Can you return, unchanged, the lines of the material starting at the one containing "the red and" and ending at the one containing "Query: red and white barrier tape", with both of those lines included?
-------- Exercise data
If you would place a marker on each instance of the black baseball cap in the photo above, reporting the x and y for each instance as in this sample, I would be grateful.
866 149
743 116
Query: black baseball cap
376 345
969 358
----------------
-------- Exercise data
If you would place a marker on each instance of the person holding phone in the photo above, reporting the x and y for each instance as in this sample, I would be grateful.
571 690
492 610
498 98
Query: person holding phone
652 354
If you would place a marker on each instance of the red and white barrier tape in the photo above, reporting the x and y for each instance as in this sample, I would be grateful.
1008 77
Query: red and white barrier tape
----------------
# [Response to the exercise]
If you would place a marker on each instance of the red and white barrier tape in the photo above, reporting the x and y for each instance as in this sample, I would be grateful.
1008 77
Query: red and white barrier tape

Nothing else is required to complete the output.